TEXT EXTRACT
************

This service I/O mechanism is flexible and extendable in that external services are supported by developing corresponding data services in the workflow platform. Once a data service is registered, it can be used by any other services to fetch/publish input/output. This service I/O mechanism addresses the challenge of heterogeneous and distributed data associated with each step’s input and output in the workflow.
3.4. Cloud-based Workflow Execution Environment
Scientific workflows normally require a collection of software components such as tools, libraries, programs, models, and applications, and these components are developed at different times by different people . In this case study the workflow needs to setup and run a climate model, first with NetCDF Operator (NCO) library to preprocess the model output, followed by Hadoop MapReduce to parallel process model output, and then fed to a Java program (or R script) to conduct linear regression analysis and visualization. These heterogeneous software components must be seamlessly integrated into a coherent workflow. To achieve this, a traditional workflow system needs to pre-install the required software components on the physical machine (s), and this poses two problems. First, if the execution environment is backed by a cluster, the same software components must be configured on each machine, and any update to the execution environment is time consuming. Second, some software components are complex requiring specific execution environments that cannot be installed on the common environment. To address these shortcomings, we propose the workflow in the cloud environment with two mechanisms.
The first mechanism deploys the whole Workflow Execution Environment (WEE, Hadoop cluster) in the cloud. The entire WEE is “burned” to image, including Hadoop software, workflow engine, and library environment for executing the workflow tasks (e.g., R, NCO, JRE) and can be provisioned within minutes. The VMs are provisioned as cluster nodes based on the VM image (a snapshot of pre-configured operating system used to launch a VM). When an update is required, the VM image is re-built by installing new or removing old software components, and the WEE is re-provisioned quickly based on the new VM image. Another advantage is that new computing resources can be easily added to the WEE by provisioning more cluster nodes.
The second mechanism integrates specified software into VM images and publishes these images as Infrastructure Services. This is more flexible in that the software environment is self-contained and exposed as a standard infrastructure service in the workflow platform. These services are added and removed without affecting current WEE. In addition, the complex software components (e.g., climate model, GeoServer) are difficult to integrate into WEE due to the specified system requirement and high resource occupation, and publishing them as Infrastructure Services improves the system performance and flexibility. Furthermore, this mechanism provides an alternative to integrating legacy software that requires a specific execution environment into the workflow. Finally, the image-based Infrastructure Service offers a reproducible environment for certain tasks in the workflow.
Prototype and Experiment Result
To verify the performance of the proposed framework, a proof-of-concept is offered, and an experiment is conducted for the aforementioned case study using the prototype.
4.1. Prototype Based on the Framework
4.1.1. Cloud Environment Setup.
The proposed framework is based on both private and public clouds. A private cloud platform on Eucalyptus (http://www.eucalyptus.com) 4.0 is established in our data center, serving as the cloud environment, and this selection is based on our previous study . In addition, Eucalyptus has compatible Application Programming Interfaces (APIs) with Amazon’s Elastic Compute Cloud (Amazon EC2, http://aws.amazon.com/ec2/), a widely used public cloud service. The underlying hardware consists of 16 physical machines connected with 1 Gigabit Ethernet (Gbps), and each has an 8-core CPU running at 2.35 GHz with 16 GB of RAM and 60 GB of on-board storage. Totally, 120 m1.small VMs (1 core CPU running at 1 GHz and 2G of RAM) is provisioned in the cloud.

************

EXERCISE TASK A
Rewrite the cloud workflow text from "The first mechanism" up to and including "more cluster nodes.", with "cluster nodes" replaced by "worker nodes".
EXERCISE TASK B
Extract each line of the listing that contains the string "brown".

************

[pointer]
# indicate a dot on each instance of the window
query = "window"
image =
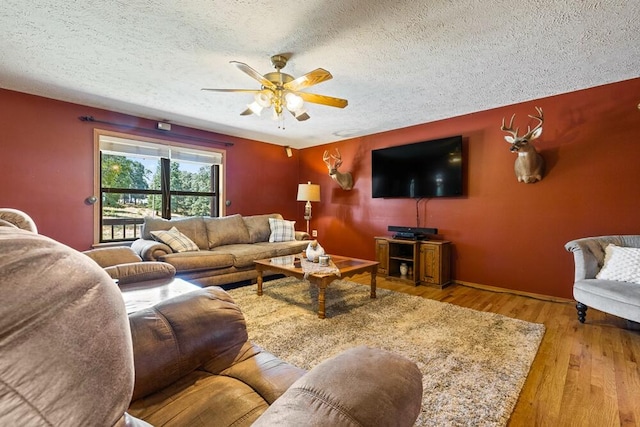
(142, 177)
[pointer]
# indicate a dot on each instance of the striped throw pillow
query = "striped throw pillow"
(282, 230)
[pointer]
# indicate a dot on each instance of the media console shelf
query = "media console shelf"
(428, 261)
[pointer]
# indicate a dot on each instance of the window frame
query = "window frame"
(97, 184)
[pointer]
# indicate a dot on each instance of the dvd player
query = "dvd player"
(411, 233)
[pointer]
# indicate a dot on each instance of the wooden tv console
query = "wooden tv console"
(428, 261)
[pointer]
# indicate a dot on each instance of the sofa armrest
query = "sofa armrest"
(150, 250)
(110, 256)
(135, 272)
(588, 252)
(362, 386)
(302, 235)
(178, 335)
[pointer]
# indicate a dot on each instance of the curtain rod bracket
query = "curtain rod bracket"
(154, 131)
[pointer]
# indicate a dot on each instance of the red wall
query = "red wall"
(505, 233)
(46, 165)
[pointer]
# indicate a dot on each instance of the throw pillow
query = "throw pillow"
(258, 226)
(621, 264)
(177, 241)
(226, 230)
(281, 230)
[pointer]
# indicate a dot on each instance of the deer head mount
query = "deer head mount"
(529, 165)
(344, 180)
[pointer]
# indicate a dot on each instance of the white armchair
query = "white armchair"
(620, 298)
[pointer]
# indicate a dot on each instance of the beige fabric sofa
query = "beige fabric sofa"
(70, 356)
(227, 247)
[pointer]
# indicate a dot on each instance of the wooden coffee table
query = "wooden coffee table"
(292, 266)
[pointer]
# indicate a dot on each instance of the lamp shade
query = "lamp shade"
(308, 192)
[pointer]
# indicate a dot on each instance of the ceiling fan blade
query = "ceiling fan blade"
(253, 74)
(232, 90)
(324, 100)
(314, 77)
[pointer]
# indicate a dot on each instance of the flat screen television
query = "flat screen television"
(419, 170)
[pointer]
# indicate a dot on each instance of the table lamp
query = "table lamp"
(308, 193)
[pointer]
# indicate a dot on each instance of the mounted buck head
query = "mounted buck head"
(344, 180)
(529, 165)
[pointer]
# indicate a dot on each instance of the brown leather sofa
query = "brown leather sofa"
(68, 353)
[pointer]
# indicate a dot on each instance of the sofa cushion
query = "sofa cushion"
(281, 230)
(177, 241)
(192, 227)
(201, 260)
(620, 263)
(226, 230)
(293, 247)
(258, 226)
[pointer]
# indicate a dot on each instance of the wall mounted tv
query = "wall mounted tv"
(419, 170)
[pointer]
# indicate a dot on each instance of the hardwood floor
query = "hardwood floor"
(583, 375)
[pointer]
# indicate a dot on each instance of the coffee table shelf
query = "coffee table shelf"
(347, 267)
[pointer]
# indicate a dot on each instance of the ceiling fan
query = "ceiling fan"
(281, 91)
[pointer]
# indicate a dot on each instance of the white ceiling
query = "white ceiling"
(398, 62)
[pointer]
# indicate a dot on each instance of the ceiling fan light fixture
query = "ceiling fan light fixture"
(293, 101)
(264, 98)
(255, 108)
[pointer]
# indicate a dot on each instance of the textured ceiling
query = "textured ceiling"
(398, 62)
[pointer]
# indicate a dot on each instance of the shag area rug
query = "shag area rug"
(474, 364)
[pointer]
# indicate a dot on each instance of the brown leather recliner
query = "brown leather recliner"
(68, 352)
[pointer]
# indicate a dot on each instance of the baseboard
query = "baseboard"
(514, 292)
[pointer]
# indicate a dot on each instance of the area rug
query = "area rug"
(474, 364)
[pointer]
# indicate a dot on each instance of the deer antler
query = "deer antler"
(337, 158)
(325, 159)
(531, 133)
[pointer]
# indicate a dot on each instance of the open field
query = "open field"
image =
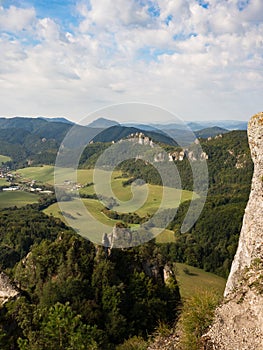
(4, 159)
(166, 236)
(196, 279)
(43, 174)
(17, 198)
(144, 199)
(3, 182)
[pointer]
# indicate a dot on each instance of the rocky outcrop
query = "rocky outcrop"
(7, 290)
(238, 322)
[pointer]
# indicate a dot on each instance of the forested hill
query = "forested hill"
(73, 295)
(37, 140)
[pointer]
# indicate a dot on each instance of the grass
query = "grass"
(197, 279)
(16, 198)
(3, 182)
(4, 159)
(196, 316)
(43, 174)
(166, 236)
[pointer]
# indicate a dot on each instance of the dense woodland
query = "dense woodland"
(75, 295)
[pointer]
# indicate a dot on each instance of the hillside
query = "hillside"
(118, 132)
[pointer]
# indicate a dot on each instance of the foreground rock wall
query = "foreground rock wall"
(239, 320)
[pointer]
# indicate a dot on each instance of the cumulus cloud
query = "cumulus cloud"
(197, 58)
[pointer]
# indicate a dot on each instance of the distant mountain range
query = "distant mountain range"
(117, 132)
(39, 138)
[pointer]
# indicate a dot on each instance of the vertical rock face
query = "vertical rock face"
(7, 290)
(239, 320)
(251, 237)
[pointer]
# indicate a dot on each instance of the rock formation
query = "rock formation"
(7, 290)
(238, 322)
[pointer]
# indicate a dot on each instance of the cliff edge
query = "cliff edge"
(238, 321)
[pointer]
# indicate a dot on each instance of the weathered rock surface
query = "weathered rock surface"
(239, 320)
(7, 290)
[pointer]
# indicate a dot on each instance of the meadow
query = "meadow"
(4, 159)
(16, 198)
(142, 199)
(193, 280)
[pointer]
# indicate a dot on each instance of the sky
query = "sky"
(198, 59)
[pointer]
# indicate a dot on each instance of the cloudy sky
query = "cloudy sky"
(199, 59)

************

WRITTEN REPLY A
The first mechanism deploys the whole Workflow Execution Environment (WEE, Hadoop cluster) in the cloud. The entire WEE is “burned” to image, including Hadoop software, workflow engine, and library environment for executing the workflow tasks (e.g., R, NCO, JRE) and can be provisioned within minutes. The VMs are provisioned as worker nodes based on the VM image (a snapshot of pre-configured operating system used to launch a VM). When an update is required, the VM image is re-built by installing new or removing old software components, and the WEE is re-provisioned quickly based on the new VM image. Another advantage is that new computing resources can be easily added to the WEE by provisioning more worker nodes.

WRITTEN REPLY B
# indicate a dot on each instance of the brown leather sofa
query = "brown leather sofa"
# indicate a dot on each instance of the brown leather recliner
query = "brown leather recliner"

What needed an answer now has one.